_WHAT YOU HAVE TO DO_
The lines to be copied run from the one containing "Task: point to the sky." to the end of the material below; reproduce them exactly, including both ends, and nothing more.

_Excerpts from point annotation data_
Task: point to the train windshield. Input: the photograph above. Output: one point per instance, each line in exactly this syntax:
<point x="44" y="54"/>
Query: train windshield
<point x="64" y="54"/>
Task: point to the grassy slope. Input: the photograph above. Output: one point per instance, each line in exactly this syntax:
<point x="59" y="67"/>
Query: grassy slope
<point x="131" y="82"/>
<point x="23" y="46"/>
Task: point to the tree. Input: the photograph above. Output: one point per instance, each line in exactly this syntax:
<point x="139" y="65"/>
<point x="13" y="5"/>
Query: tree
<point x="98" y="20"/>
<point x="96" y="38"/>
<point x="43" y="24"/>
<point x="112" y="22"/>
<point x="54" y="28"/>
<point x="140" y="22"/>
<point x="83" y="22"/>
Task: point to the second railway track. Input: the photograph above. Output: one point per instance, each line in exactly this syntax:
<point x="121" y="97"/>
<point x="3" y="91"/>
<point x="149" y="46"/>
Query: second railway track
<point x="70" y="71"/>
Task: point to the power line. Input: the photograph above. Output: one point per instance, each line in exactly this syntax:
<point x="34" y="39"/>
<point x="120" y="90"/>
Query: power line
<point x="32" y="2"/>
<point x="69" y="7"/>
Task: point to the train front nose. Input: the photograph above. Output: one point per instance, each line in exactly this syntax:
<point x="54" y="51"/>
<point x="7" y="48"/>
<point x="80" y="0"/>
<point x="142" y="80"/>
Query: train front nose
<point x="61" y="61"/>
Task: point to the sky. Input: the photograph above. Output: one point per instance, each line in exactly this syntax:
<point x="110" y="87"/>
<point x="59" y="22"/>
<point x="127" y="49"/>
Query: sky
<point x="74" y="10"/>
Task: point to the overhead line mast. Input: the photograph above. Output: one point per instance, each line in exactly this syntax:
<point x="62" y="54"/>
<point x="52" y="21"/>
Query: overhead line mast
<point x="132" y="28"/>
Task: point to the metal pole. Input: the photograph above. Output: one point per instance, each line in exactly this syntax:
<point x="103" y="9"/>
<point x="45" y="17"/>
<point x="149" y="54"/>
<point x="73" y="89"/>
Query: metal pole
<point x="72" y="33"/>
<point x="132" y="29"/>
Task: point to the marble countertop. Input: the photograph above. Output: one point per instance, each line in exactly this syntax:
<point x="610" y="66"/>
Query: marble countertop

_FULL OUTPUT_
Task: point to the sky. Input: the photograph above. Output: one point per instance, each line in exactly this syntax:
<point x="110" y="87"/>
<point x="59" y="22"/>
<point x="127" y="49"/>
Query: sky
<point x="74" y="10"/>
Task: point to the overhead line mast. Input: the photograph above. Output: one point per instance, each line in exactly this syntax:
<point x="62" y="54"/>
<point x="52" y="21"/>
Query: overhead line mast
<point x="132" y="28"/>
Task: point to the metal pole. Input: the photograph above. Output: one point per instance, each line in exactly this syntax:
<point x="103" y="9"/>
<point x="45" y="17"/>
<point x="149" y="54"/>
<point x="73" y="89"/>
Query: metal pole
<point x="72" y="33"/>
<point x="132" y="29"/>
Task: point to the marble countertop. Input: the photograph above. Output: one point per instance, each line in exactly this syntax:
<point x="610" y="66"/>
Query: marble countertop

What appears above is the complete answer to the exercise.